Supplied text START

1. Field of the Invention
The present invention relates to pulsed plasma devices, and more particularly to plasma tubes conformed to ionize gases in the organic protein group.
2. Description of the Prior Art
In the course of evolution the smallest biological system, a living cell, has evolved polarized membranes which act both as capacitors and ionic pumps for maintaining the potentials and current flows of a wet electrical circuit. Thus, for example, the cell membrane's selective permeability of potassium (K) and sodium (Na) results in a potential difference known as the Na+/K+ pump, or electromotive force which transports selected ions across the membrane to maintain a balance. This tightly controlled balance in its various specialized forms is fundamental to life. For example in neurons the cell wall potential acts as a voltage gated Na+ pump to transmit nerve signals in response to external stimuli, in cell growth as a mechanism for transporting food (selected elements) into the cell interior, and so on.
Electrical potential, moreover, is intimately involved in virtually all cell functions. The piezoelectric signals of a bone under strain has been widely recognised as a mechanism for promoting its growth. At the microscopic level this effect is obtained by strain distortions of some of the long-chain molecules like collagen, elastin or keratin, exhibiting piezoelectric potential changes when stretched, which changes then promote growth of the ligament juncture, sectional growth and other tissue changes.
the electrical nature of all biological processes is therefore well established and has been used to advantage in various therapeautic mechanisms like that described in U.S. Pat. No. 4,430,999 to Brighton, et al, for promoting osteogenesis; U.S. Pat. No. 5,217,009 to Kronberg for stimulating bone tissue by electrical pulses; and others. Similarly, the `wet circuit` analogy of a cell is also well established, e.g., Alberts, et al, MOLECULAR BIOLOGY OF THE CELL, 2nd Ed, 1989, Garland Publishing, Inc., New York., N.Y.
The ionic nature of the cell interacts with various dipoles, i.e., molecules that are electrically neutral but carry charges at their ends. These then interact with the weakly polar structure of water, thereby effecting the `wet` circuit. This electrical system of the living cell, therefore, must be included in all models of cell biology.

Supplied text END
Record extracts START

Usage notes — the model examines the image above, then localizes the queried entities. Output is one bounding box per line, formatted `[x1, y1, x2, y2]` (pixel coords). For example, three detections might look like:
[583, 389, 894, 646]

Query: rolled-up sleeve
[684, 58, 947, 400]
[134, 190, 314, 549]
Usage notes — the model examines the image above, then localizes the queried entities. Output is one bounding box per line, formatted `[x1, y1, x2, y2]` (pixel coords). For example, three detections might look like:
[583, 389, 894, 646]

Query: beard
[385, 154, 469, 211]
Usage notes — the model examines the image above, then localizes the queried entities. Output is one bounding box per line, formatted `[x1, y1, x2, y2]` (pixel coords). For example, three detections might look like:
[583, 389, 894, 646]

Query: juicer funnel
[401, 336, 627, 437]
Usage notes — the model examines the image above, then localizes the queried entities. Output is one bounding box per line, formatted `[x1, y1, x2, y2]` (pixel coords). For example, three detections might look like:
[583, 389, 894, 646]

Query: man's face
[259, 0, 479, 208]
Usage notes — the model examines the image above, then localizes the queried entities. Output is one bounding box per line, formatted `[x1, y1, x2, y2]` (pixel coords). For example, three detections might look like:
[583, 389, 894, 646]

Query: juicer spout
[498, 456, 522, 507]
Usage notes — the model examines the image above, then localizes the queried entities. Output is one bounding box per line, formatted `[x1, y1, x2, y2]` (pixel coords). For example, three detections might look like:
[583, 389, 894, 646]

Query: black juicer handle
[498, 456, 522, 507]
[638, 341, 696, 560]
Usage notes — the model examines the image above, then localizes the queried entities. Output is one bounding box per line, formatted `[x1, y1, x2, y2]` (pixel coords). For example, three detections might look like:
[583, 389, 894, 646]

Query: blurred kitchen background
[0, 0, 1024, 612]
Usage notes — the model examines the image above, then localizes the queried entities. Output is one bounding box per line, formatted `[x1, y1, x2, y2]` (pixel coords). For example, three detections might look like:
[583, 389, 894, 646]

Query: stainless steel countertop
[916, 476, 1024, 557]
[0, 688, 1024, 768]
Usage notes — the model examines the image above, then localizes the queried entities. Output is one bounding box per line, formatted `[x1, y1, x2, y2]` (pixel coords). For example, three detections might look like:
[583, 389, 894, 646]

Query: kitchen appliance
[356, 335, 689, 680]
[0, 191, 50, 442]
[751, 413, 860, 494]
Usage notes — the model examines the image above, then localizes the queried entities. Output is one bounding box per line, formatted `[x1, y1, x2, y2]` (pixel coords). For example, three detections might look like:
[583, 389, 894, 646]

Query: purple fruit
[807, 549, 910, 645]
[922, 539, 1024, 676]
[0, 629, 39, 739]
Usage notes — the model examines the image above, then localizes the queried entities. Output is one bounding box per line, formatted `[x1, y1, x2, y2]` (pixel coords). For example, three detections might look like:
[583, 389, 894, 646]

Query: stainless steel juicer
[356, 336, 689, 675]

Record extracts END

## Tasks for this exercise
A - In the patent background, the cell membrane's selective permeability of which two elements produces the potential difference known as the Na+/K+ pump?
B - Retype the patent background, everything from "Electrical potential, moreover, is" down to "other tissue changes.".

## Results for each task
A - Potassium (K) and sodium (Na).

B -
Electrical potential, moreover, is intimately involved in virtually all cell functions. The piezoelectric signals of a bone under strain has been widely recognised as a mechanism for promoting its growth. At the microscopic level this effect is obtained by strain distortions of some of the long-chain molecules like collagen, elastin or keratin, exhibiting piezoelectric potential changes when stretched, which changes then promote growth of the ligament juncture, sectional growth and other tissue changes.